(SUPPLIED ENTRIES)
┌──

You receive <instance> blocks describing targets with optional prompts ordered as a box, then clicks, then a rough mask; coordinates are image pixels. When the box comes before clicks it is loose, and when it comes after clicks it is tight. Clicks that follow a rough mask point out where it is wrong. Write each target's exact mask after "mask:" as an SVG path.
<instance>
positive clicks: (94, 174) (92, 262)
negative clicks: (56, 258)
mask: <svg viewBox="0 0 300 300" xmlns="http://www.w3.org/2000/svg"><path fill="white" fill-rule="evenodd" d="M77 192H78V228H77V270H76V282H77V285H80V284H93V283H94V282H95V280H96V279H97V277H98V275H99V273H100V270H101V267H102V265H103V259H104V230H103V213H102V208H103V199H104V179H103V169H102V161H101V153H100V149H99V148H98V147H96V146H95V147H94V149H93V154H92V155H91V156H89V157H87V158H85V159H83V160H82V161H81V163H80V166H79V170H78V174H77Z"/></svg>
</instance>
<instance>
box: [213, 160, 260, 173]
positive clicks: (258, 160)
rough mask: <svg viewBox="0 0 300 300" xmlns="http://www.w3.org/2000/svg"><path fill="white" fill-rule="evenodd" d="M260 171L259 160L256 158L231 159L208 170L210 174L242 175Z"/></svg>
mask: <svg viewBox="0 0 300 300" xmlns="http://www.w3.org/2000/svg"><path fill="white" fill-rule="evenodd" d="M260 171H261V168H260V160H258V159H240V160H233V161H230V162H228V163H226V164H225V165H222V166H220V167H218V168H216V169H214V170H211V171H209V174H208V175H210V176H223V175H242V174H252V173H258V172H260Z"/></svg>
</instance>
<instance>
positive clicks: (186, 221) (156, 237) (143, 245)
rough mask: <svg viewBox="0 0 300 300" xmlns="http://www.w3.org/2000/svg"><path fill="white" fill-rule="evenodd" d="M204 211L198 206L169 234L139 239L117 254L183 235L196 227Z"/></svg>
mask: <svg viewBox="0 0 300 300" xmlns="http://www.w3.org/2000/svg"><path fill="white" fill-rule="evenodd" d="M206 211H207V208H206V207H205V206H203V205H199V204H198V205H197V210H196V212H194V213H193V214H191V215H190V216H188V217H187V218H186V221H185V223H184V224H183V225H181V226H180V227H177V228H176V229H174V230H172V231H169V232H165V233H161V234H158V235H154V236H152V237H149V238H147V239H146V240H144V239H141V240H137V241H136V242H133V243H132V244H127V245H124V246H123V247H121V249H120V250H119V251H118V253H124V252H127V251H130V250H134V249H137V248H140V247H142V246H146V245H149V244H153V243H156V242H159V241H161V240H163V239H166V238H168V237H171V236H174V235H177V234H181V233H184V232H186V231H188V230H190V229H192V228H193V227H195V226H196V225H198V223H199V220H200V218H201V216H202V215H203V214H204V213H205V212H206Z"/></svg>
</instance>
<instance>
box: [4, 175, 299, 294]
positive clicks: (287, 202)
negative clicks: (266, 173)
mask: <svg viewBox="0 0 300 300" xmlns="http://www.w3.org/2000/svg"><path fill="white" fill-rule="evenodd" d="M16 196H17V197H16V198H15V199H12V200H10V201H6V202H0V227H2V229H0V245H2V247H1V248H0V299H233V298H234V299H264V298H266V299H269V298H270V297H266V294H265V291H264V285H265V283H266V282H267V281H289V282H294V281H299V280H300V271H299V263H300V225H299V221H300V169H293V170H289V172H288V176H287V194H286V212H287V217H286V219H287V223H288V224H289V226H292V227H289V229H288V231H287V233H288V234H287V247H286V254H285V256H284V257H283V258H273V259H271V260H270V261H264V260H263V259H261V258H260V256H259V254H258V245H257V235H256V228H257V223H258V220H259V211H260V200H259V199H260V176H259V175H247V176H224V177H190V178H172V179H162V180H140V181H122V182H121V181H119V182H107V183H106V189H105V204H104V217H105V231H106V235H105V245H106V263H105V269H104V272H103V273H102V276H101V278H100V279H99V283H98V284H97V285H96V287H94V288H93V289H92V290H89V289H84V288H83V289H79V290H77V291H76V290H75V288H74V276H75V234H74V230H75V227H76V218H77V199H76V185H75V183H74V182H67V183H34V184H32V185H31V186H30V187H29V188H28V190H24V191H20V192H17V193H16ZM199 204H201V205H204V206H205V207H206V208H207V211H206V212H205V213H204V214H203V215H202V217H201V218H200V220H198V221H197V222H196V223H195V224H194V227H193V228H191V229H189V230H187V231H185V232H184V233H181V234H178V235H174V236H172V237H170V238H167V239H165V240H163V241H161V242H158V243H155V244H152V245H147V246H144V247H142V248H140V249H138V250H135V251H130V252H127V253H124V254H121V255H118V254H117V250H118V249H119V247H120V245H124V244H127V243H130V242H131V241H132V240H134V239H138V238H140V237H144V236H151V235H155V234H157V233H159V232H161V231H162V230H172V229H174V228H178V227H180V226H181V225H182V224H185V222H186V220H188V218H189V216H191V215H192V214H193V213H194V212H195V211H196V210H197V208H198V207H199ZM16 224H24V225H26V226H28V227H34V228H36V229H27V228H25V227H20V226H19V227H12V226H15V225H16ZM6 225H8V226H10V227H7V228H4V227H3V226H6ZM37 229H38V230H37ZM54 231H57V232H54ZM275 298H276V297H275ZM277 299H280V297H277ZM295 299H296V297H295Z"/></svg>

└──

(YOUR ASSIGNMENT) Would you write the material out again, exactly as given above?

(RESPONSE)
You receive <instance> blocks describing targets with optional prompts ordered as a box, then clicks, then a rough mask; coordinates are image pixels. When the box comes before clicks it is loose, and when it comes after clicks it is tight. Clicks that follow a rough mask point out where it is wrong. Write each target's exact mask after "mask:" as an SVG path.
<instance>
positive clicks: (94, 174) (92, 262)
negative clicks: (56, 258)
mask: <svg viewBox="0 0 300 300" xmlns="http://www.w3.org/2000/svg"><path fill="white" fill-rule="evenodd" d="M77 192H78V228H77V270H76V282H77V285H80V284H93V283H94V282H95V280H96V279H97V277H98V275H99V273H100V270H101V267H102V265H103V259H104V230H103V213H102V208H103V199H104V179H103V169H102V161H101V153H100V149H99V148H98V147H96V146H95V147H94V149H93V154H92V155H91V156H89V157H87V158H85V159H83V160H82V161H81V163H80V166H79V170H78V174H77Z"/></svg>
</instance>
<instance>
box: [213, 160, 260, 173]
positive clicks: (258, 160)
rough mask: <svg viewBox="0 0 300 300" xmlns="http://www.w3.org/2000/svg"><path fill="white" fill-rule="evenodd" d="M260 171L259 160L256 158L231 159L208 170L210 174L242 175Z"/></svg>
mask: <svg viewBox="0 0 300 300" xmlns="http://www.w3.org/2000/svg"><path fill="white" fill-rule="evenodd" d="M260 171H261V168H260V160H258V159H240V160H233V161H230V162H228V163H226V164H225V165H222V166H220V167H218V168H216V169H214V170H211V171H209V174H208V175H210V176H223V175H242V174H252V173H258V172H260Z"/></svg>
</instance>
<instance>
positive clicks: (186, 221) (156, 237) (143, 245)
rough mask: <svg viewBox="0 0 300 300" xmlns="http://www.w3.org/2000/svg"><path fill="white" fill-rule="evenodd" d="M204 211L198 206L169 234L139 239L117 254L183 235L196 227Z"/></svg>
mask: <svg viewBox="0 0 300 300" xmlns="http://www.w3.org/2000/svg"><path fill="white" fill-rule="evenodd" d="M206 211H207V208H206V207H205V206H203V205H199V204H198V205H197V210H196V212H194V213H193V214H191V215H190V216H188V217H187V218H186V221H185V223H184V224H183V225H181V226H180V227H177V228H176V229H174V230H172V231H169V232H165V233H161V234H158V235H154V236H152V237H149V238H147V239H146V240H144V239H141V240H137V241H136V242H133V243H132V244H127V245H124V246H123V247H121V249H120V250H119V251H118V253H124V252H127V251H130V250H134V249H137V248H140V247H142V246H146V245H149V244H153V243H156V242H159V241H161V240H163V239H166V238H168V237H171V236H174V235H177V234H181V233H184V232H186V231H188V230H190V229H192V228H193V227H195V226H196V225H198V223H199V220H200V218H201V216H202V215H203V214H204V213H205V212H206Z"/></svg>
</instance>
<instance>
box: [4, 175, 299, 294]
positive clicks: (287, 202)
negative clicks: (266, 173)
mask: <svg viewBox="0 0 300 300" xmlns="http://www.w3.org/2000/svg"><path fill="white" fill-rule="evenodd" d="M16 196H17V197H16V198H15V199H12V200H10V201H6V202H0V227H2V229H0V245H2V247H1V248H0V299H233V298H234V299H264V298H266V299H269V298H270V297H266V294H265V291H264V285H265V283H266V282H267V281H289V282H294V281H299V280H300V271H299V263H300V225H299V221H300V169H293V170H289V172H288V176H287V194H286V212H287V217H286V219H287V223H288V224H289V226H292V227H289V229H288V231H287V233H288V234H287V247H286V254H285V256H284V257H283V258H273V259H271V260H270V261H264V260H263V259H261V258H260V256H259V254H258V245H257V235H256V228H257V223H258V220H259V211H260V200H259V199H260V176H259V175H247V176H224V177H190V178H172V179H162V180H140V181H122V182H121V181H119V182H107V183H106V189H105V204H104V217H105V231H106V235H105V245H106V263H105V269H104V272H103V273H102V276H101V278H100V279H99V283H98V284H97V285H96V287H94V288H93V289H92V290H89V289H84V288H83V289H79V290H77V291H76V290H75V288H74V276H75V234H74V230H75V227H76V218H77V199H76V185H75V183H74V182H67V183H34V184H32V185H31V186H30V187H29V188H28V190H24V191H20V192H17V193H16ZM199 204H201V205H204V206H205V207H206V208H207V211H206V212H205V213H204V214H203V215H202V217H201V218H200V220H198V221H197V222H196V223H195V224H194V227H193V228H191V229H189V230H187V231H185V232H184V233H181V234H178V235H174V236H172V237H170V238H167V239H165V240H163V241H161V242H158V243H155V244H152V245H147V246H144V247H142V248H140V249H138V250H135V251H130V252H127V253H124V254H121V255H118V254H117V250H118V249H119V247H120V245H124V244H127V243H130V242H131V241H132V240H134V239H138V238H140V237H144V236H151V235H155V234H157V233H159V232H161V231H162V230H172V229H174V228H178V227H180V226H181V225H182V224H185V222H186V220H188V218H189V216H191V215H192V214H193V213H194V212H195V211H196V210H197V208H198V207H199ZM16 224H24V225H26V226H28V227H34V228H36V229H27V228H25V227H20V226H19V227H12V226H15V225H16ZM6 225H8V226H10V227H7V228H4V227H3V226H6ZM37 229H38V230H37ZM54 231H57V232H54ZM275 298H276V297H275ZM277 299H280V297H277ZM295 299H296V297H295Z"/></svg>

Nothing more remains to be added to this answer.